**Exercise description**
Make an exact copy of the records below, excluding images.

**Records for processing**
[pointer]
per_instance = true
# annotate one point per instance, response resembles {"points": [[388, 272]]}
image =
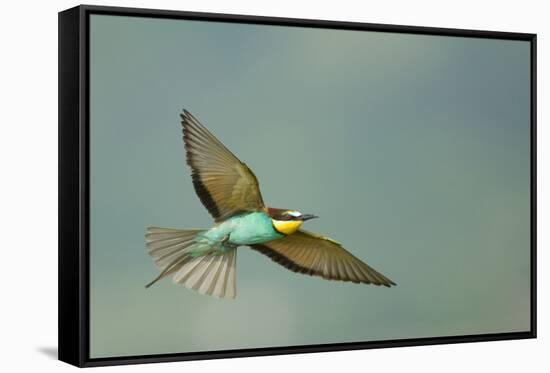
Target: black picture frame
{"points": [[74, 184]]}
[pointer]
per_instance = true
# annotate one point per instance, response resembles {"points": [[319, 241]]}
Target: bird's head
{"points": [[288, 221]]}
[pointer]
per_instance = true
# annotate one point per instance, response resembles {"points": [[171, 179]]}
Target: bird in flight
{"points": [[205, 259]]}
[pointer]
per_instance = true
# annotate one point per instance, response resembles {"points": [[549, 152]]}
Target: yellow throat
{"points": [[286, 227]]}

**Exercise answer**
[pointer]
per_instance = true
# annotate one point per instance, response resembles {"points": [[388, 272]]}
image =
Target: black picture frame
{"points": [[74, 184]]}
[pointer]
per_instance = true
# annotate one point per instance, response resembles {"points": [[319, 241]]}
Target: bird's head
{"points": [[288, 221]]}
[pointer]
per_instance = true
# annotate one point per instance, response resembles {"points": [[171, 179]]}
Target: bird in flight
{"points": [[205, 259]]}
[pointer]
per_instance = true
# annotate one point per instance, response resembles {"points": [[549, 152]]}
Target: yellow throat
{"points": [[286, 227]]}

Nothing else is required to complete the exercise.